[Start of section]
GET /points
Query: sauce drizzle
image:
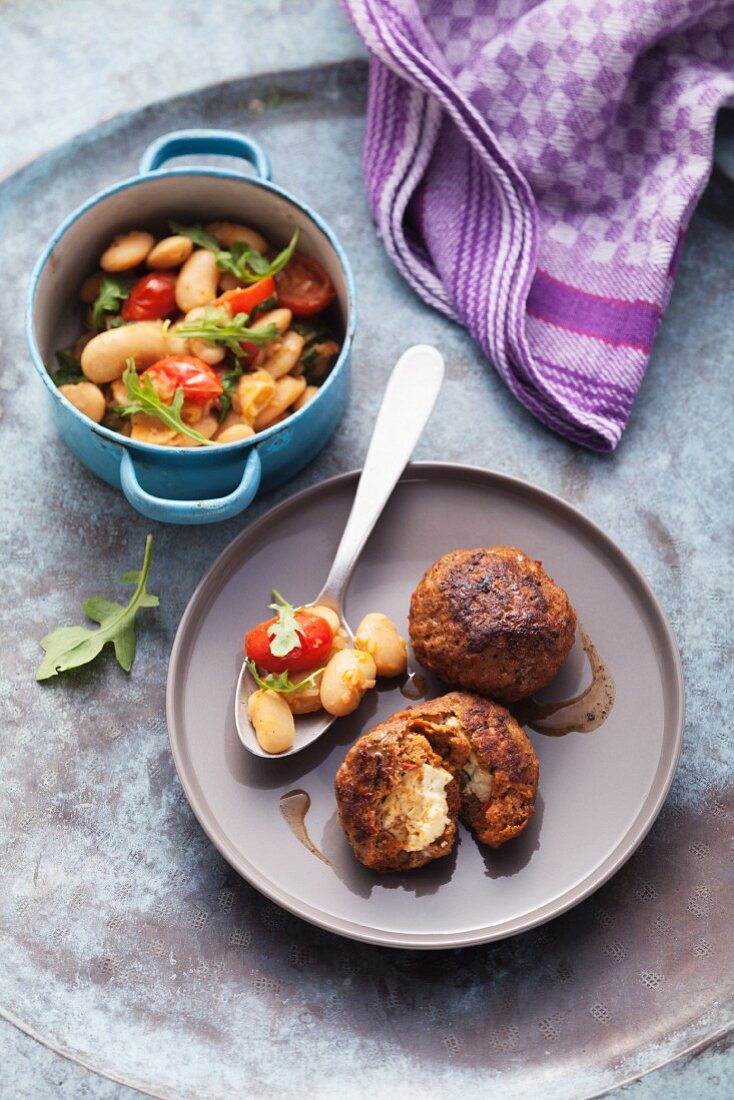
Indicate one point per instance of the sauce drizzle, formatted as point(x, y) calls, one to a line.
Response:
point(294, 806)
point(582, 713)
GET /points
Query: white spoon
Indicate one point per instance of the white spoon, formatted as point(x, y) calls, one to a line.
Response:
point(408, 402)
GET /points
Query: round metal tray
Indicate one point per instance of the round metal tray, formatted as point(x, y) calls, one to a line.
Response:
point(128, 943)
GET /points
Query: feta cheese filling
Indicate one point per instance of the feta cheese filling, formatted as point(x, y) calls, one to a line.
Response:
point(416, 812)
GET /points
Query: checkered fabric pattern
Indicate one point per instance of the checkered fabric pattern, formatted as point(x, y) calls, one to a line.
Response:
point(558, 147)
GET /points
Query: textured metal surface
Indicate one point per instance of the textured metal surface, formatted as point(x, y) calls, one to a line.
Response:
point(127, 943)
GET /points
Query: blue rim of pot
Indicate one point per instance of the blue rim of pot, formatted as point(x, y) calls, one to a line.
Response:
point(193, 453)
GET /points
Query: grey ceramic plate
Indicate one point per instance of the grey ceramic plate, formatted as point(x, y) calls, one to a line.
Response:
point(599, 792)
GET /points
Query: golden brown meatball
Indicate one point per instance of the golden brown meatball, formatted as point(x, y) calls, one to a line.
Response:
point(403, 783)
point(491, 620)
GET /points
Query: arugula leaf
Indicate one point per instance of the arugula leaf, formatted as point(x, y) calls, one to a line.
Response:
point(229, 380)
point(196, 233)
point(310, 363)
point(280, 681)
point(217, 329)
point(144, 398)
point(284, 631)
point(112, 292)
point(243, 261)
point(72, 646)
point(251, 266)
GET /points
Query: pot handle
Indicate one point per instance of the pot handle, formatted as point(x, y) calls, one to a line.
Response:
point(190, 512)
point(222, 142)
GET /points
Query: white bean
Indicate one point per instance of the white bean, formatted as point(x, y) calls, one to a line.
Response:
point(197, 281)
point(229, 232)
point(87, 398)
point(272, 721)
point(234, 433)
point(378, 636)
point(254, 393)
point(280, 356)
point(287, 391)
point(127, 251)
point(105, 356)
point(170, 252)
point(308, 700)
point(348, 675)
point(308, 395)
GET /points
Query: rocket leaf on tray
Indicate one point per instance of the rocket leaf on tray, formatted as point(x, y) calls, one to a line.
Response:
point(70, 647)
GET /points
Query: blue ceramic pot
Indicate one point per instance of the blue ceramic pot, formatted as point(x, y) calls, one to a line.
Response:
point(186, 485)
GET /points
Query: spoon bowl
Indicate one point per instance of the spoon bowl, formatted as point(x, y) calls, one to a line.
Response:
point(409, 398)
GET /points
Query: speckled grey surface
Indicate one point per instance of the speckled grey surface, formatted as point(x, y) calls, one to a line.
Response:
point(126, 936)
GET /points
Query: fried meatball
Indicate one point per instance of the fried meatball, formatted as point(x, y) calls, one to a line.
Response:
point(491, 620)
point(500, 779)
point(403, 783)
point(397, 792)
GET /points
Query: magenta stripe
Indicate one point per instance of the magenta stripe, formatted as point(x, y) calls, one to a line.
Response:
point(617, 322)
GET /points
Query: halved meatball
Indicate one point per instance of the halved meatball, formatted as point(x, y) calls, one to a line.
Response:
point(397, 793)
point(491, 620)
point(403, 783)
point(500, 778)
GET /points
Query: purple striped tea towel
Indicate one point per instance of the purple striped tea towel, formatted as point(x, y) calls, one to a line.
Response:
point(532, 166)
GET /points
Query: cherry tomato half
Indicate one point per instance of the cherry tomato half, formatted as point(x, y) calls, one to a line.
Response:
point(199, 382)
point(152, 298)
point(316, 637)
point(303, 286)
point(243, 299)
[End of section]
* **Your instructions**: The response should reproduce all the material above exactly and leave out its pictures.

* **Answer to this task**:
GET /points
Query: sauce drizzle
image:
Indicate one point per instance of the sauce drizzle, formatted as point(x, y) calls, one to a line.
Response:
point(294, 806)
point(582, 713)
GET /points
Query: white spoon
Indicate one point per instance of the white spoon, formatted as point(x, y) calls, one to a line.
Response:
point(408, 402)
GET /points
Query: round metal tray
Indicate one point per instance of the round metal tray, formatted as point(x, y) calls, one to a line.
Response:
point(128, 943)
GET /points
Query: feta cheese filling
Indicate one point per instance of the feta cheese filling, formatted as point(x, y) calls, one to a line.
Response:
point(416, 812)
GET /points
Query: checkered fabric pattern
Indicate one point per instance of the checkered fabric pattern, formatted as point(x, y) calls, one to a line.
Response:
point(558, 147)
GET /points
Query: textured metal surface
Indicate one point per instance of the textured metal surface, formatted as point(x, y) calls, one to a line.
Response:
point(127, 943)
GET /points
Query: blue rim of pot
Indicate one point per instance of the blue rim of pot, formatted as point(x, y) calls, one to a line.
Response:
point(193, 453)
GET /points
Query: grey ceramic plate
Indicate one point per instance of the grey ceramic plate, formatted as point(x, y) calls, one to a line.
Response:
point(599, 792)
GET /points
Query: golden brown meatball
Indicate one point per instance of the golden brown meatball, formatted as point(x, y) calls, one to a line.
Response:
point(403, 783)
point(491, 620)
GET /points
Query: arugula leaf
Indicate one point per instance of the arugula leaf, formatted as point(x, y) calls, one to a line.
Response:
point(229, 380)
point(196, 233)
point(310, 363)
point(280, 681)
point(217, 329)
point(144, 398)
point(284, 631)
point(112, 292)
point(243, 261)
point(72, 646)
point(251, 266)
GET /points
Query: pot handle
Indicate one point per instance of the pot handle, formatted as point(x, y) calls, one to a line.
Response:
point(190, 512)
point(222, 142)
GET /points
Query: white bean
Indicate one point per instance of the white bean, formatted as point(x, y) calls, one to a line.
Response:
point(197, 281)
point(229, 232)
point(87, 398)
point(272, 721)
point(234, 433)
point(378, 636)
point(254, 393)
point(280, 356)
point(287, 391)
point(127, 251)
point(105, 356)
point(170, 252)
point(308, 700)
point(348, 675)
point(308, 395)
GET /points
Query: rocket leaf on tray
Indicate one point per instance of the rocket leaf on tray, formatted as point(x, y) calls, one to a line.
Response:
point(70, 647)
GET /points
Query: blue ceramic pot
Indicate one point per instance of the blue ceramic pot, formatted as point(x, y) calls, one to a line.
Response:
point(186, 485)
GET /points
Query: spoon bowl
Indicate one point per instance of the spoon bowl, formatted as point(x, y) calls, one to a line.
Response:
point(409, 398)
GET /points
Query: speckled grey surface
Indicate one point per instance of the speckled grey surface, formatted as point(x, y) calls, one to a line.
Response:
point(126, 936)
GET /points
Query: fried meatball
Indicate one point per instance of the fried meatball, formatted as point(x, y) calls, one to a line.
Response:
point(491, 620)
point(500, 779)
point(403, 783)
point(397, 792)
GET /points
Query: magenta stripe
Indicate one point per instance of the magenta stripe, formatted as point(x, y) calls, one to a line.
Response:
point(617, 322)
GET /points
Query: halved meatball
Indicate one point per instance of the halved meatball, formatted as point(x, y) calls, one to a line.
Response:
point(397, 793)
point(491, 620)
point(403, 783)
point(500, 778)
GET /points
Query: purple striped tea towel
Indicate one point per instance of the purple striped tea towel, formatted as point(x, y) calls, one to a line.
Response:
point(532, 166)
GET /points
Query: cherry tomato half
Indicate one point per instance of the cherry tomato half, formatted as point(x, y) calls, one to a line.
Response:
point(199, 382)
point(152, 298)
point(316, 637)
point(303, 286)
point(243, 299)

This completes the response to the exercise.